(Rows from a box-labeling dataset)
-- Begin --

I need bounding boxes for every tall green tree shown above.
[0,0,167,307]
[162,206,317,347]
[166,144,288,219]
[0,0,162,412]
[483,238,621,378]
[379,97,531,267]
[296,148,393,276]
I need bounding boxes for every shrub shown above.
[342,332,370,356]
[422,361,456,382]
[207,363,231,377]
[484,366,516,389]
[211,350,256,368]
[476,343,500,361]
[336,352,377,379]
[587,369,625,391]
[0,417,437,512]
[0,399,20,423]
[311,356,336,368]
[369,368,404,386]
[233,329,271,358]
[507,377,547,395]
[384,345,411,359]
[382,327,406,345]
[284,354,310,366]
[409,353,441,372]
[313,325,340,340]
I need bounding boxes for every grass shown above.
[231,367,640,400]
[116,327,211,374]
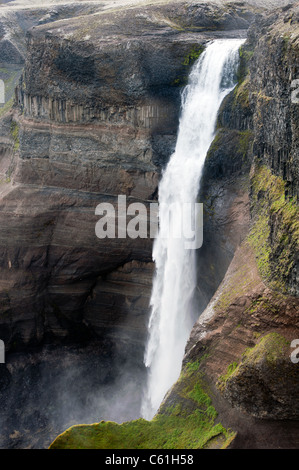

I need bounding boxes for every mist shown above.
[0,342,145,449]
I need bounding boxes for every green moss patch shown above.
[50,362,235,449]
[216,333,290,392]
[248,166,299,292]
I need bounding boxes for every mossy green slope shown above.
[50,364,235,449]
[249,165,299,292]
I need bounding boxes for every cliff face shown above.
[160,1,299,448]
[0,2,254,357]
[52,1,299,448]
[0,1,298,447]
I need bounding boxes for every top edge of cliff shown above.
[0,0,297,11]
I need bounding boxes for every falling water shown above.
[141,39,244,419]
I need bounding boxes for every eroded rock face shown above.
[0,2,262,353]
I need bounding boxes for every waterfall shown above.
[141,39,244,419]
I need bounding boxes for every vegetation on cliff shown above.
[50,362,235,449]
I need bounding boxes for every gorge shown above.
[0,0,299,448]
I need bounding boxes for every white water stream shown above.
[141,39,244,419]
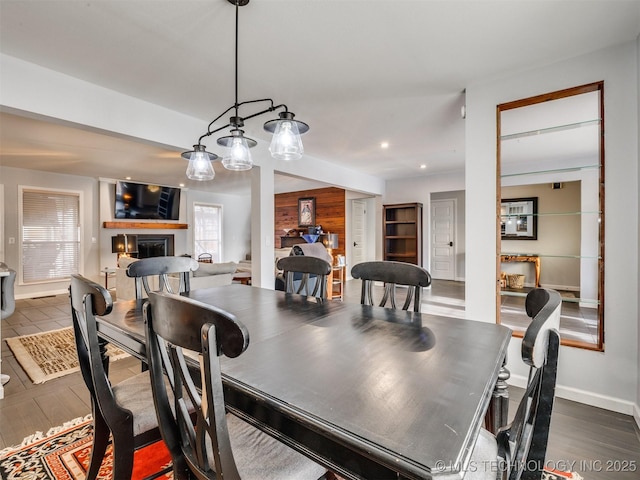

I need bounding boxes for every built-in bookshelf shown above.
[383,203,422,266]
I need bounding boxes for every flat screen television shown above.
[115,180,180,220]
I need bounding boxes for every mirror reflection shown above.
[498,82,604,350]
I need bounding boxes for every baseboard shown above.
[508,374,640,414]
[15,288,69,300]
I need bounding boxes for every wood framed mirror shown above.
[496,82,604,351]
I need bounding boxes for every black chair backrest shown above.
[351,261,431,312]
[277,255,331,298]
[497,288,562,480]
[69,275,119,427]
[127,257,198,299]
[144,292,249,479]
[0,263,16,319]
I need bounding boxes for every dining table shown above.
[97,284,511,479]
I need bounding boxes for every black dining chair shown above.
[69,275,169,480]
[277,255,331,298]
[144,292,326,480]
[127,257,198,299]
[464,288,562,480]
[351,261,431,312]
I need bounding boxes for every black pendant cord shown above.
[235,2,240,118]
[198,0,296,145]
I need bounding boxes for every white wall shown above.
[634,31,640,427]
[466,41,639,414]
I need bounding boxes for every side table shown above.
[100,267,116,290]
[329,265,346,300]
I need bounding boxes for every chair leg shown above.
[111,427,135,480]
[86,408,110,480]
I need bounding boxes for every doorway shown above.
[429,199,457,280]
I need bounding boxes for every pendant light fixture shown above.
[182,0,309,181]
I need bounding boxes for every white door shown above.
[430,199,456,280]
[351,200,366,266]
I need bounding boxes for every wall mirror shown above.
[496,82,604,350]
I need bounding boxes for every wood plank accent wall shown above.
[273,187,347,257]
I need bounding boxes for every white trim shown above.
[507,375,640,416]
[0,183,7,262]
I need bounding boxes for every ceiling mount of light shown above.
[182,0,309,180]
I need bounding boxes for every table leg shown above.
[484,358,511,435]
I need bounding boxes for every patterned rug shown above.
[6,327,128,383]
[0,415,173,480]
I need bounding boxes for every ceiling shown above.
[0,0,640,192]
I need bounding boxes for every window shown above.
[20,187,81,283]
[193,203,222,262]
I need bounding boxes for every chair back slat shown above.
[497,288,562,480]
[277,255,331,298]
[351,261,431,312]
[144,292,249,479]
[127,257,199,299]
[69,275,127,429]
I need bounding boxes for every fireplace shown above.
[138,234,174,258]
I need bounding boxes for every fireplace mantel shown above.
[102,222,189,230]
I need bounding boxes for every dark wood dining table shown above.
[98,284,511,479]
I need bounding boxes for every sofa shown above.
[116,257,238,300]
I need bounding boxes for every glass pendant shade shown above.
[269,120,304,160]
[187,145,216,181]
[222,131,253,171]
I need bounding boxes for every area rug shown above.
[542,469,583,480]
[0,415,173,480]
[6,327,128,383]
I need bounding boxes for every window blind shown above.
[193,203,222,262]
[22,189,80,283]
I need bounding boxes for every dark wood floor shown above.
[0,280,640,480]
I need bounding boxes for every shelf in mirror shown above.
[500,118,600,140]
[500,163,600,178]
[500,289,600,307]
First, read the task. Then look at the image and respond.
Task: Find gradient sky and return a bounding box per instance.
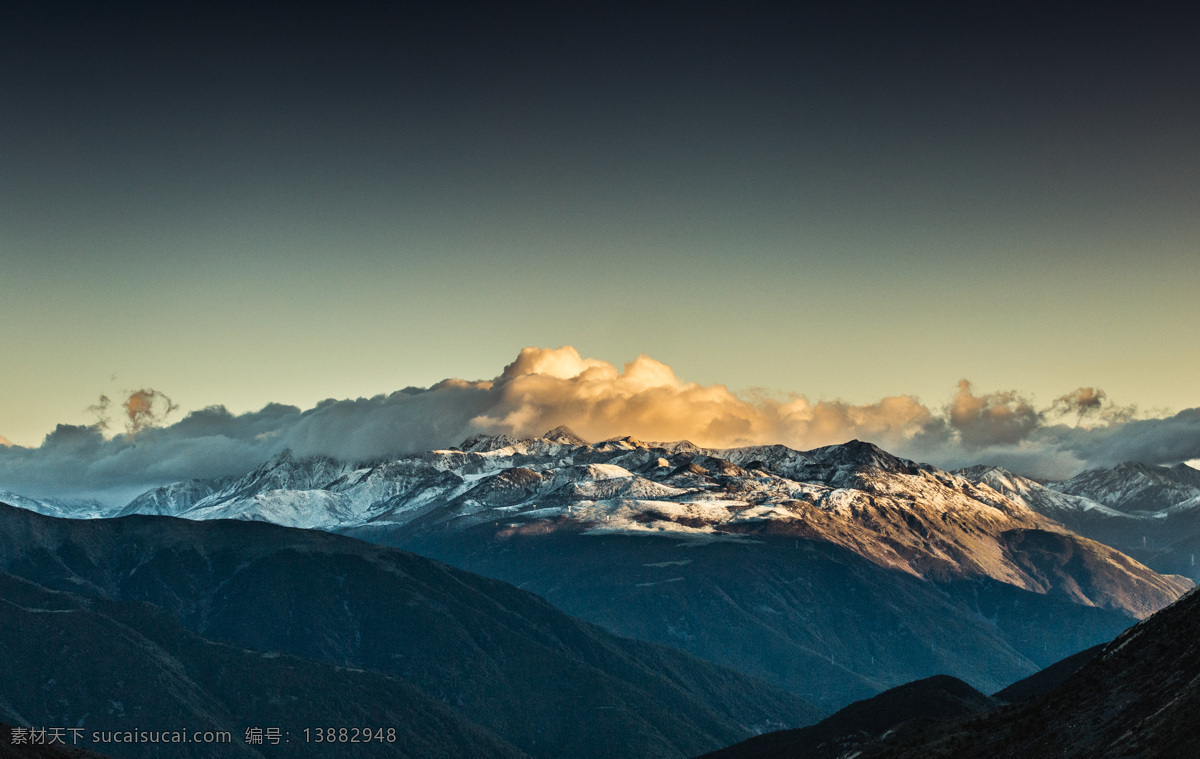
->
[0,4,1200,446]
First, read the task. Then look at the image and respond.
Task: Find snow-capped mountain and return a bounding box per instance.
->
[126,429,1180,616]
[961,464,1200,581]
[1051,462,1200,514]
[9,429,1190,706]
[959,465,1128,526]
[0,490,113,519]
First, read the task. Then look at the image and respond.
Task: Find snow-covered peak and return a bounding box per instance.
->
[541,424,588,446]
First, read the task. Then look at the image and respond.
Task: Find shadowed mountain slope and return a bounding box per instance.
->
[0,508,817,757]
[704,675,996,759]
[830,583,1200,759]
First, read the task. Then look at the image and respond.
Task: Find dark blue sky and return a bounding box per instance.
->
[0,4,1200,443]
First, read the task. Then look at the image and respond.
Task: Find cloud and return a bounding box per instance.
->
[121,388,179,435]
[947,380,1039,448]
[0,346,1200,502]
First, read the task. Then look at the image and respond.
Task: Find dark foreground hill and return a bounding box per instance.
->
[796,593,1200,759]
[0,507,818,757]
[704,675,997,759]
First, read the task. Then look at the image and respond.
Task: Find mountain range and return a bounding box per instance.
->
[7,428,1190,709]
[960,462,1200,581]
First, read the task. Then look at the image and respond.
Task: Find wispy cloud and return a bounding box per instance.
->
[0,346,1200,501]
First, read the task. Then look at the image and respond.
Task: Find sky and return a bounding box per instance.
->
[0,2,1200,497]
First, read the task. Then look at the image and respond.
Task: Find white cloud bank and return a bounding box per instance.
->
[0,346,1200,501]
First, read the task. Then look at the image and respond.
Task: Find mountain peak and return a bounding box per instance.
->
[457,434,521,453]
[541,424,588,446]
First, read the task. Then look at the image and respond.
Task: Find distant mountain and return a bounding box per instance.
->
[960,464,1200,581]
[703,675,998,759]
[63,429,1188,707]
[1051,462,1200,514]
[825,571,1200,759]
[0,490,114,519]
[0,507,820,757]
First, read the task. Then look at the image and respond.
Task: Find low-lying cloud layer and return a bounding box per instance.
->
[0,346,1200,502]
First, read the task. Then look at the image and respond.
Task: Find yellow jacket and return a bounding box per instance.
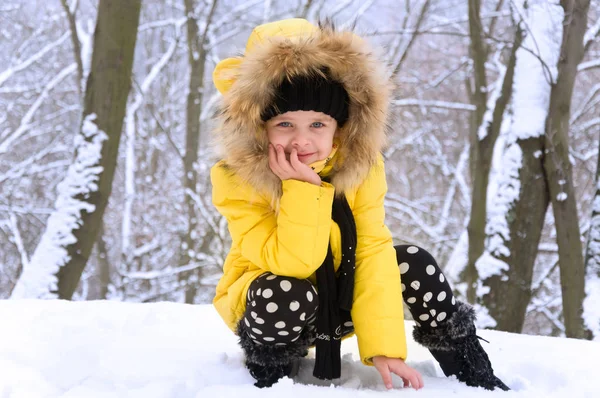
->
[211,19,406,365]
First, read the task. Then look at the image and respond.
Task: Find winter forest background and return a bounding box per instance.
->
[0,0,600,339]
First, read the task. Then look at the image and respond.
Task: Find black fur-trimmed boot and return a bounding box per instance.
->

-- End --

To be done
Starting at the line that has "I need bounding boxes for every shelf" and stopping after the line that has "[960,462,1200,581]", write out that part of the listing again with every bounding-box coordinate multiplied by 0.8 and rounded to a whole number (halves round up), keeping all other text unchanged. Leave the pictures out.

Task solution
I need bounding boxes for every shelf in mirror shown above.
[400,94,480,112]
[400,130,480,142]
[400,231,480,246]
First, read the task. Then look at the image and respond.
Task: Find gradient sky and return a bounding box per instance.
->
[0,3,960,357]
First, read the task. Then look at the image and respond.
Task: Find snow-capped mountain and return a bounding box per instance.
->
[101,343,944,493]
[769,371,960,465]
[841,370,960,411]
[7,343,952,565]
[767,372,902,421]
[0,392,90,415]
First, read the task. Then look at the image and respond.
Task: Find snow-covered peak and return a bounding box per instance.
->
[433,339,470,357]
First, read the task. Then look at the image and respond.
Task: Find shadowed mountain slope and return a bounding box per instance.
->
[0,406,654,606]
[563,540,797,607]
[664,466,960,607]
First, read the task. Then look at the image and respond.
Task: Find dark blue sky and return a bounding box per instance.
->
[0,3,960,354]
First, read the task. Then look at the image and respond.
Task: Find cloud and return a bounding box per instance.
->
[97,310,143,348]
[758,304,831,358]
[0,277,960,402]
First, read the task. Then look at the image and respond.
Task: Find dark foreground hill and return a bounding box per instance.
->
[637,474,960,607]
[0,406,654,606]
[563,540,798,607]
First, read the task. Then look at the image and respond.
Task: Find mountain range and return a bounding box per instance.
->
[6,342,952,567]
[768,370,960,465]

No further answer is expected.